**Contour labeling entries**
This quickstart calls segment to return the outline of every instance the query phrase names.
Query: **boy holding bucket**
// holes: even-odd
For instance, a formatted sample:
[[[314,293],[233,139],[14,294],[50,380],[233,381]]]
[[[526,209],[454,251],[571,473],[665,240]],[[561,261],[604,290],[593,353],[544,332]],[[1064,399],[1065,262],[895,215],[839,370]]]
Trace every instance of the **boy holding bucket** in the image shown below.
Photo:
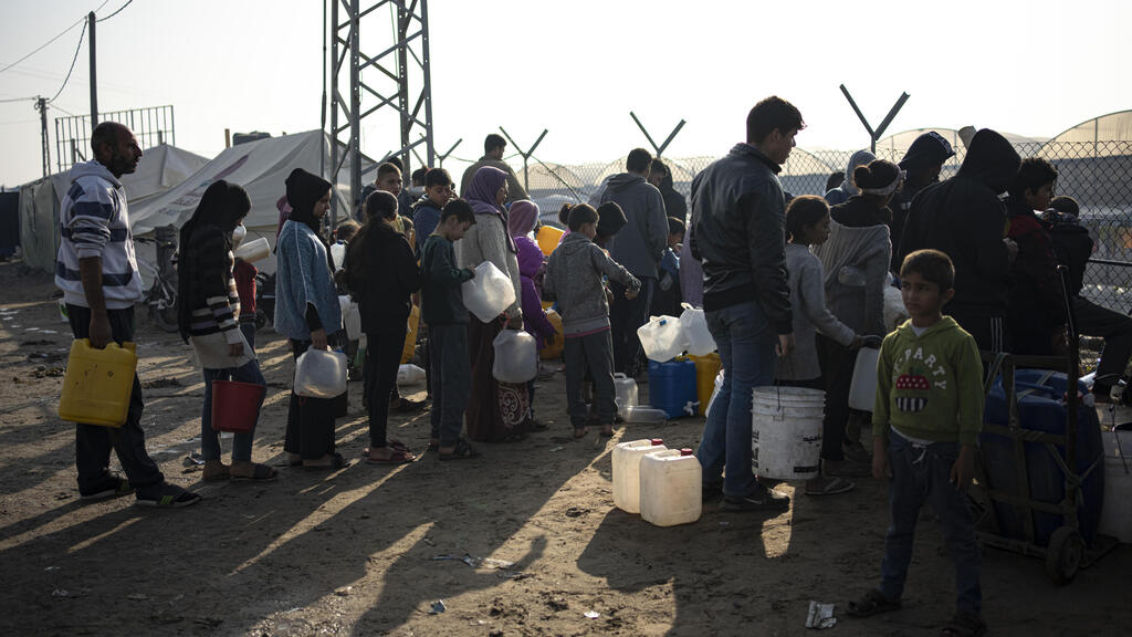
[[[983,427],[979,350],[975,339],[941,312],[955,294],[955,270],[947,255],[933,249],[909,254],[900,280],[911,318],[881,346],[873,410],[873,476],[891,474],[891,521],[881,585],[850,602],[849,614],[900,609],[916,519],[928,500],[955,562],[957,611],[945,634],[983,635],[979,547],[966,495]]]

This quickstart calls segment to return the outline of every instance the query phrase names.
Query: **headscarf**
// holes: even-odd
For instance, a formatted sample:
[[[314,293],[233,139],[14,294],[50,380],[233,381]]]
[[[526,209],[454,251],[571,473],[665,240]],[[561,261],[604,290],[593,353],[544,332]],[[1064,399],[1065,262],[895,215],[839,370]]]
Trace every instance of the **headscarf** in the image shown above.
[[[318,240],[326,247],[326,262],[334,272],[334,261],[331,258],[331,246],[321,233],[323,220],[315,216],[315,204],[331,189],[331,182],[317,175],[311,175],[301,168],[291,171],[286,178],[286,201],[291,205],[290,221],[306,223],[315,232]]]
[[[511,236],[514,238],[525,237],[528,232],[534,229],[534,220],[539,218],[539,204],[528,199],[520,199],[511,204],[507,215],[509,218],[507,230],[511,231]]]
[[[515,248],[515,239],[512,238],[511,232],[507,231],[509,223],[507,219],[507,209],[500,206],[496,203],[496,193],[503,185],[507,182],[507,173],[499,170],[498,168],[484,165],[475,171],[472,176],[471,184],[468,185],[468,192],[464,194],[464,198],[472,206],[472,212],[475,214],[494,214],[503,220],[504,235],[507,236],[507,248],[513,253],[517,254]]]

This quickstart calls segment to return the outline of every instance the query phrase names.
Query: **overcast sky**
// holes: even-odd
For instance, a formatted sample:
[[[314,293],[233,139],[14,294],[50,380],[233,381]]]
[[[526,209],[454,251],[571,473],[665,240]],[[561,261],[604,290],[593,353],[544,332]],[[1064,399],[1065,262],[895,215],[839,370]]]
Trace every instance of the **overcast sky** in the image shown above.
[[[108,0],[97,15],[125,2]],[[101,3],[3,0],[0,68]],[[867,146],[841,83],[874,124],[911,94],[889,133],[971,124],[1049,137],[1132,108],[1124,1],[431,0],[429,11],[437,147],[462,137],[454,155],[471,159],[503,125],[521,144],[549,129],[543,161],[610,161],[648,147],[631,110],[658,143],[687,120],[666,155],[718,155],[770,94],[801,110],[799,146]],[[363,52],[392,43],[387,16],[362,22]],[[0,73],[0,100],[54,95],[80,32]],[[177,145],[208,158],[224,147],[224,128],[318,128],[321,45],[319,0],[134,0],[97,25],[98,107],[172,104]],[[89,111],[87,56],[84,41],[49,111],[52,167],[53,119]],[[397,135],[375,120],[362,151],[381,156]],[[40,177],[32,101],[0,103],[0,184]]]

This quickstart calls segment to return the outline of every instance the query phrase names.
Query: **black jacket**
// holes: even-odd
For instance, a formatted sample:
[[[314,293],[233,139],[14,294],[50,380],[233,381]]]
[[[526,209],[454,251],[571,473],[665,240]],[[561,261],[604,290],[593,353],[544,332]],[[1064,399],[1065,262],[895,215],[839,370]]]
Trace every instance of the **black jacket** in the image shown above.
[[[899,243],[900,262],[924,248],[946,253],[955,265],[955,297],[949,308],[1006,315],[1010,257],[1002,241],[1006,210],[998,194],[1020,163],[1005,137],[984,128],[975,134],[959,172],[912,199]]]
[[[377,220],[358,231],[346,252],[346,283],[361,309],[361,330],[404,325],[420,271],[405,236]]]
[[[780,334],[794,331],[786,271],[781,168],[736,144],[692,180],[692,254],[703,263],[704,309],[758,300]]]

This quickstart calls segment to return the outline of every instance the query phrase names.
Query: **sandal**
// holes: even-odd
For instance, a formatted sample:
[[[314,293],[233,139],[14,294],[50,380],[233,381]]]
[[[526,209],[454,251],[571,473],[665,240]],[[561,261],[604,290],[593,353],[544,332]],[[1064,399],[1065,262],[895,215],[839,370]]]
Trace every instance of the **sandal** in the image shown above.
[[[837,495],[838,493],[852,491],[857,486],[846,478],[840,477],[821,476],[817,479],[820,482],[815,485],[806,484],[806,495]]]
[[[333,456],[331,456],[329,465],[307,465],[305,462],[302,465],[302,468],[307,469],[308,472],[336,472],[338,469],[344,469],[349,466],[350,462],[348,462],[346,459],[343,458],[341,453],[334,453]]]
[[[940,635],[943,637],[981,637],[987,634],[987,625],[983,618],[970,612],[957,612]]]
[[[474,447],[468,443],[466,440],[460,439],[456,441],[456,445],[453,448],[452,453],[440,452],[441,460],[469,460],[472,458],[478,458],[480,452],[477,451]]]
[[[883,593],[873,588],[865,596],[856,602],[849,602],[846,612],[850,617],[872,617],[877,613],[886,613],[900,610],[900,600],[890,600]]]
[[[260,465],[256,462],[255,467],[251,469],[250,476],[238,476],[231,474],[232,477],[229,478],[231,482],[274,482],[280,477],[278,472],[267,465]]]
[[[374,458],[369,453],[366,455],[366,462],[369,465],[408,465],[415,459],[417,457],[410,453],[409,450],[396,449],[392,444],[389,445],[388,458]]]

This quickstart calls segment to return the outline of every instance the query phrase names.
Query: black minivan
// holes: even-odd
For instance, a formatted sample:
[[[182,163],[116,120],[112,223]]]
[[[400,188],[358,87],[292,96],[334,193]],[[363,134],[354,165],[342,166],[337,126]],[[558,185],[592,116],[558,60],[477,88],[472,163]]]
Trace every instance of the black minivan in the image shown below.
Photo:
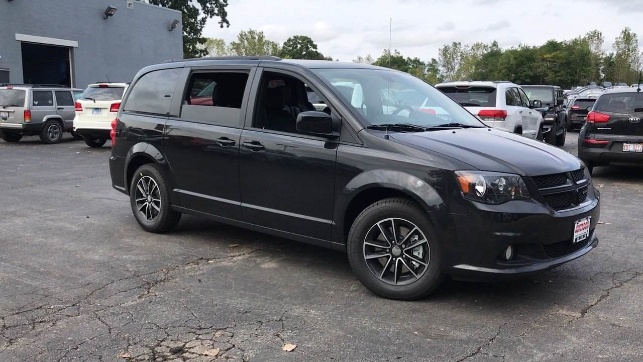
[[[430,106],[397,102],[405,91]],[[394,70],[275,57],[149,66],[111,137],[113,186],[144,229],[186,213],[345,251],[387,298],[424,297],[445,276],[524,276],[598,243],[580,160]]]

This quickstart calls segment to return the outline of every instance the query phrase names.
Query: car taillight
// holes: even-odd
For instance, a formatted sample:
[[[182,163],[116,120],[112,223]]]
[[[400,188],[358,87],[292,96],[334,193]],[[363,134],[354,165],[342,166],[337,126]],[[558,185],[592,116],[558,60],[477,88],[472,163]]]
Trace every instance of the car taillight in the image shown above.
[[[118,112],[118,107],[120,107],[120,102],[118,103],[112,103],[112,106],[109,107],[110,112]]]
[[[602,122],[607,122],[610,120],[610,115],[590,111],[590,113],[587,113],[587,118],[585,119],[585,120],[588,123],[600,123]]]
[[[112,138],[112,146],[116,144],[116,124],[118,123],[118,119],[115,118],[112,121],[112,130],[109,131],[109,137]]]
[[[507,114],[505,110],[482,110],[478,112],[482,120],[505,120]]]

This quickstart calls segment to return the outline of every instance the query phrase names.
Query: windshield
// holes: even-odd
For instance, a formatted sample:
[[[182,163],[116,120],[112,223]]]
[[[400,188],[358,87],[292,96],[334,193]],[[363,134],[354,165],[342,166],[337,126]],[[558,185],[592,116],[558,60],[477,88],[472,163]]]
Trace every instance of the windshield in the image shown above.
[[[550,89],[523,88],[529,100],[540,100],[550,103],[554,101],[554,92]]]
[[[94,100],[118,100],[123,98],[123,87],[89,87],[80,95],[80,99]]]
[[[314,71],[367,127],[405,124],[426,128],[446,122],[484,126],[442,92],[406,73],[376,69]],[[412,95],[413,101],[398,104],[401,93]]]
[[[15,104],[19,107],[24,106],[24,95],[26,92],[19,90],[0,90],[0,106]]]

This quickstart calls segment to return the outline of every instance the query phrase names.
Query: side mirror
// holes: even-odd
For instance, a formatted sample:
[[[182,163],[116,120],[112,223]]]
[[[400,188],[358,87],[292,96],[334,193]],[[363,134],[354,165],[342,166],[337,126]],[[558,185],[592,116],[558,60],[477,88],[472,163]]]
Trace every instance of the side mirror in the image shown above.
[[[328,138],[336,138],[340,133],[334,129],[330,115],[318,111],[306,111],[297,115],[297,131]]]

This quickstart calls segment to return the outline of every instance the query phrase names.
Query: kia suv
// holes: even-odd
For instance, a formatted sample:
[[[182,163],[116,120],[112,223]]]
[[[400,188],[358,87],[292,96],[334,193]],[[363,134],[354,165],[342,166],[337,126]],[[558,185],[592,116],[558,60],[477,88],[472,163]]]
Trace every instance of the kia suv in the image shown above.
[[[435,112],[383,96],[408,90]],[[386,298],[424,297],[447,275],[527,275],[598,243],[600,196],[580,160],[489,128],[404,72],[177,61],[139,71],[113,124],[112,184],[143,229],[185,213],[343,251]]]
[[[40,136],[58,143],[73,132],[74,100],[82,90],[63,86],[3,84],[0,86],[0,137],[17,142],[23,136]]]
[[[129,84],[89,84],[76,101],[74,131],[89,147],[102,147],[107,141],[111,122],[116,117],[121,99]]]
[[[435,85],[485,124],[542,140],[543,116],[520,86],[511,82],[448,82]]]
[[[643,94],[607,90],[596,100],[578,135],[578,157],[591,172],[611,162],[643,164]]]

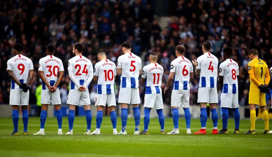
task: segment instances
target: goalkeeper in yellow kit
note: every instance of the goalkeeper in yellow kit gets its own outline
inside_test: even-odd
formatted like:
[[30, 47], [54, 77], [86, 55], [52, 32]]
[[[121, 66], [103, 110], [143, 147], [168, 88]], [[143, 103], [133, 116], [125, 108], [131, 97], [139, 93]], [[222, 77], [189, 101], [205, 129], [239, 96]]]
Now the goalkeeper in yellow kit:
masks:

**Task statement**
Return exactly the lines of the data, and only those, from the line with "task: segment instances" through the last line, inclusive.

**Complete response**
task: segment instances
target: goalkeeper in yellow kit
note: every instance of the goalkeeper in yellow kit gets its own outline
inside_test: even-odd
formatted like:
[[30, 47], [54, 77], [86, 55], [52, 32]]
[[[121, 66], [103, 110], [143, 147], [168, 88]], [[143, 103], [133, 116], [125, 108], [131, 97], [139, 93]], [[222, 77], [189, 101], [205, 129], [239, 96]]]
Now the goalkeeper in yellow kit:
masks:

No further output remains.